• _Dataset rows_:

----

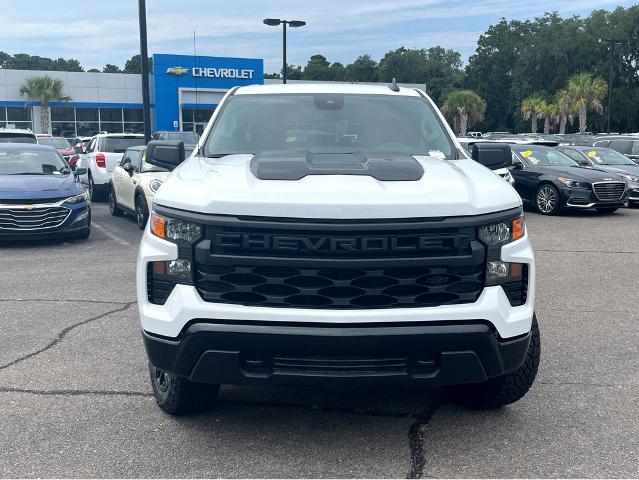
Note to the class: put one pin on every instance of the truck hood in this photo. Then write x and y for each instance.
(227, 186)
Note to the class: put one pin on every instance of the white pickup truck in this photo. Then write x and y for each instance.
(101, 156)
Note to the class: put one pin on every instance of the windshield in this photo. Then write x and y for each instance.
(120, 144)
(545, 156)
(186, 137)
(7, 137)
(55, 142)
(31, 162)
(328, 123)
(607, 156)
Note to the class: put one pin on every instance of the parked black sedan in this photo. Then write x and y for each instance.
(611, 161)
(551, 181)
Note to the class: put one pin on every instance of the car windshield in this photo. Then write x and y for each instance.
(545, 156)
(55, 142)
(26, 161)
(607, 156)
(190, 138)
(328, 123)
(120, 144)
(6, 137)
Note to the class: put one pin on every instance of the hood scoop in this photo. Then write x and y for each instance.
(296, 165)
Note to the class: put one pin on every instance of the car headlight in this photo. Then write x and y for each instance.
(630, 178)
(572, 183)
(154, 185)
(494, 236)
(83, 197)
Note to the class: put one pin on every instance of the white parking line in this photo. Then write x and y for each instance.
(112, 236)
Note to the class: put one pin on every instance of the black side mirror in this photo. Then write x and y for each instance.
(493, 155)
(165, 153)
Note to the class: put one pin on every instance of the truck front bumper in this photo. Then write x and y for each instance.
(263, 353)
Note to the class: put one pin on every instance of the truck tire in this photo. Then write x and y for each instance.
(504, 389)
(178, 396)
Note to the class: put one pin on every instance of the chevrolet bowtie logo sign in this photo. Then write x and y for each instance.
(177, 70)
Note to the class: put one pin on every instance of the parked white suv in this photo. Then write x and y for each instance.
(335, 235)
(133, 184)
(102, 155)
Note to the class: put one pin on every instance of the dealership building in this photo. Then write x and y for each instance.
(185, 90)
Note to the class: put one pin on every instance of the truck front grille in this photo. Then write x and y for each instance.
(609, 190)
(37, 219)
(397, 264)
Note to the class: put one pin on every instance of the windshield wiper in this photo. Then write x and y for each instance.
(220, 155)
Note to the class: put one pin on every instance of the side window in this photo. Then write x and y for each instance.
(576, 156)
(621, 146)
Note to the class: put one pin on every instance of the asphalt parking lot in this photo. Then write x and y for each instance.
(75, 399)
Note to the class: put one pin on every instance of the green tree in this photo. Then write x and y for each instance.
(465, 108)
(565, 109)
(550, 114)
(363, 69)
(46, 90)
(110, 68)
(532, 109)
(586, 91)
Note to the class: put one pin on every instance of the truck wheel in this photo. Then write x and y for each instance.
(505, 389)
(178, 396)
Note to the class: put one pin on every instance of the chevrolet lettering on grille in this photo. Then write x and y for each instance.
(327, 244)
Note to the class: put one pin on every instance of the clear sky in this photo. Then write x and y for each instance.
(100, 32)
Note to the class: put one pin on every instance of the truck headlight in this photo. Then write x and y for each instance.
(174, 229)
(494, 236)
(184, 234)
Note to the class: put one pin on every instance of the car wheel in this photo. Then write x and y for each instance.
(177, 395)
(115, 210)
(607, 209)
(504, 389)
(141, 211)
(547, 200)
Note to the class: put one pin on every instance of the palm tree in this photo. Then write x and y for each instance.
(565, 109)
(45, 89)
(532, 109)
(465, 108)
(586, 90)
(550, 113)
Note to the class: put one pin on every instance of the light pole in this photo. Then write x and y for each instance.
(612, 42)
(144, 55)
(274, 22)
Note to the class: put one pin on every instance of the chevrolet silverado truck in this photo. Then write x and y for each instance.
(335, 235)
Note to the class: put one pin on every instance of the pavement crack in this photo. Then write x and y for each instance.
(63, 333)
(74, 393)
(64, 300)
(416, 434)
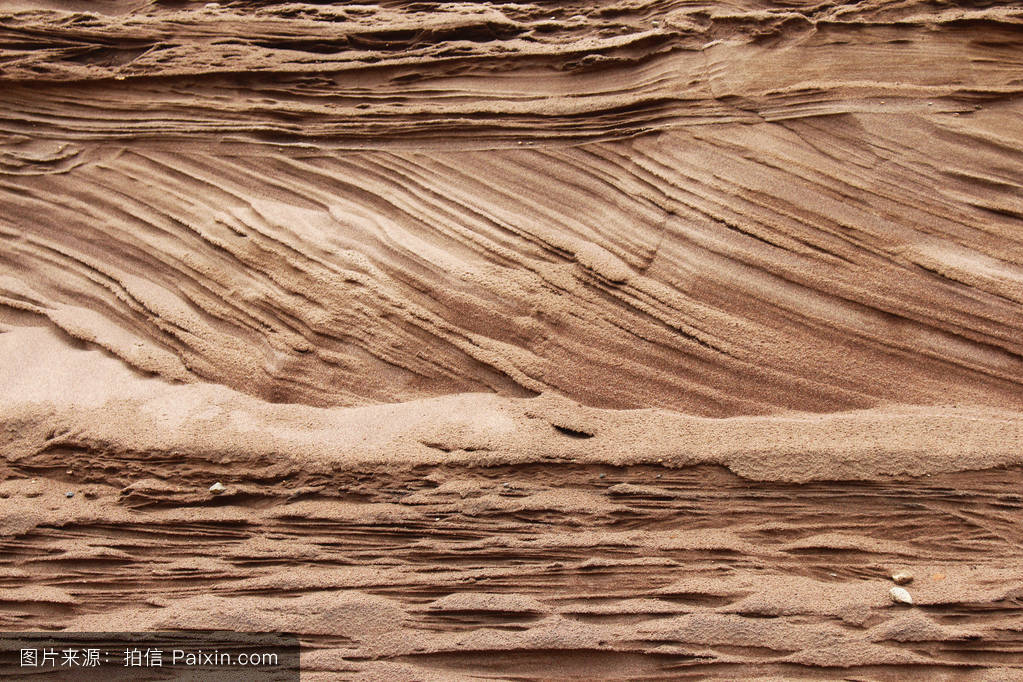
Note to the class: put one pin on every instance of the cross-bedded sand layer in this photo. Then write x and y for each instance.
(597, 341)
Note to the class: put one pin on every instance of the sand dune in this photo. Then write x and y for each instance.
(617, 339)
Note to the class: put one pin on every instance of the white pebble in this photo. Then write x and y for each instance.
(899, 595)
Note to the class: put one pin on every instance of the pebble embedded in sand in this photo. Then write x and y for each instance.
(900, 595)
(902, 577)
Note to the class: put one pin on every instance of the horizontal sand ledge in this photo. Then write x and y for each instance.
(82, 400)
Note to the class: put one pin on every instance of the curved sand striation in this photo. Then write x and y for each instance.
(616, 341)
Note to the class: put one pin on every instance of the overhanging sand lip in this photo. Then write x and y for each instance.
(126, 415)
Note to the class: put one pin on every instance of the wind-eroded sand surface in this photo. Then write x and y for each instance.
(597, 341)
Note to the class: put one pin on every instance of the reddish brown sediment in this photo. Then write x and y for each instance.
(617, 341)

----

• _Task requirements_: Every record must be copied exactly, with the pictures left out.

• _Reply_:
Note to the class: put one pin on every instance of the truck hood in this photo. Then write x and y for each instance.
(227, 186)
Note to the class: put one pin on every instance of the white pickup truck in this photo. Then write x and y for each instance.
(101, 156)
Note to the class: put one pin on every instance of the windshield in this photo. Then write x and y for each instance.
(120, 144)
(545, 156)
(186, 137)
(7, 137)
(55, 142)
(31, 162)
(328, 123)
(607, 156)
Note to the class: put one pin on every instance of the parked black sedan in this photo. Then write x and y for each instance.
(611, 161)
(551, 181)
Note to the class: put one pin on every instance of the car windshield in this photo. Then write x and y for each instance.
(545, 156)
(55, 142)
(26, 161)
(607, 156)
(190, 138)
(328, 123)
(120, 144)
(6, 137)
Note to the class: put one pin on every instance of the hood scoop in this photo. Then write x and y for each instance.
(296, 165)
Note to the class: put one pin on every instance of the car headlight in this photo. Then write x and y for each instance.
(630, 178)
(572, 183)
(154, 185)
(494, 236)
(83, 197)
Note to the class: put one pin on every instance of the white parking line in this photo. Then write x and y for each instance.
(112, 236)
Note to the class: put one pin on every instance of the black side mirror in this photo. Then write x and y for each instance.
(493, 155)
(165, 153)
Note to the class: put one pin on every instance of the truck front bumper in this photo. Then write x and y for each instance.
(263, 353)
Note to the class: put one pin on every instance of the truck tire in this photo. Then write x and y for each instance.
(504, 389)
(178, 396)
Note to the class: put one pin on every instance of the chevrolet bowtie logo sign in this photo. Then write x and y for each instance.
(177, 70)
Note to the class: put one pin on every instance of the parked white suv in this photo. Then write x and y for each instance.
(335, 235)
(133, 184)
(102, 155)
Note to the class: put one pin on every instance of the dealership building in this photo. Then write x and y for each instance.
(185, 90)
Note to the class: put one pin on every instance of the truck front grille in this photo. Then write x and y for each instance.
(609, 190)
(37, 219)
(397, 264)
Note to the class: put one pin on every instance of the windshield wiper in this photo. Then write x and y for each instance.
(220, 155)
Note to the class: put one pin on every instance of the side window in this photo. Then write x and y for each instance.
(576, 156)
(621, 146)
Note to the class: put one pin on every instance of the asphalt parking lot in this photo. Then write x and y for each instance.
(75, 399)
Note to the class: put one pin on every instance of the green tree in this photo. Then write x and y for each instance.
(465, 108)
(565, 109)
(550, 114)
(363, 69)
(46, 90)
(110, 68)
(532, 109)
(586, 91)
Note to the class: put one pin on every instance of the truck wheel in this photo. Then write x and y for each instance.
(505, 389)
(178, 396)
Note to the class: put one pin on every instance of the chevrolet lettering on grille in this photo. Then write x and y for each instance.
(327, 244)
Note to the class: put one pin on every instance of the clear sky in this photo. Then write x and y for each instance.
(100, 32)
Note to the class: put one pin on every instance of the truck headlight in this photo. Then write x and y for each instance.
(174, 229)
(494, 236)
(184, 234)
Note to the class: put one pin on every instance of the car wheel in this photo. Then write x and y for each instance.
(177, 395)
(115, 210)
(607, 209)
(504, 389)
(141, 211)
(547, 200)
Note to the class: put one pin on every instance of the palm tree in this photo. Then write x and y for each instance.
(565, 109)
(45, 89)
(532, 109)
(465, 108)
(586, 90)
(550, 113)
Note to the class: put one pin on every instance of the light pole in this photo. Then write x and y for each instance.
(612, 42)
(144, 55)
(274, 22)
Note to the class: put one pin on every instance of the chevrolet silverado truck in this photo. Then write x and y for each instance.
(335, 235)
Note to the class: put one pin on every instance of the pavement crack in this photo. Then write x and y for each instance.
(63, 333)
(74, 393)
(64, 300)
(416, 434)
Note to the class: put one pin on every instance of the cross-bedded sand layer in this photo. Then write x and y for each instance.
(597, 341)
Note to the class: put one pin on every instance of the sand dune in this photo. Then write x and y for each instance.
(617, 339)
Note to the class: put one pin on every instance of the white pebble in this photo. Then write x and y for each instance.
(899, 595)
Note to the class: put one pin on every instance of the pebble embedded in sand in this photo. Then write x and y for each instance.
(900, 595)
(902, 577)
Note to the class: put one pin on every instance of the horizontal sand ledge in this photo. Then write x and y for each instance.
(82, 400)
Note to the class: put one pin on every instance of the curved sand striation in this photo. Then write x and y for each instance.
(616, 341)
Note to the class: put one pin on every instance of the overhanging sand lip in this photo. Then write x and y for each instance.
(126, 415)
Note to the class: put one pin on every instance of the wind-eroded sand surface in this photo. Then write x and y for each instance.
(597, 341)
Note to the class: put one pin on every instance of the reddish brown sediment in this photo. Then write x and y for each instance.
(617, 341)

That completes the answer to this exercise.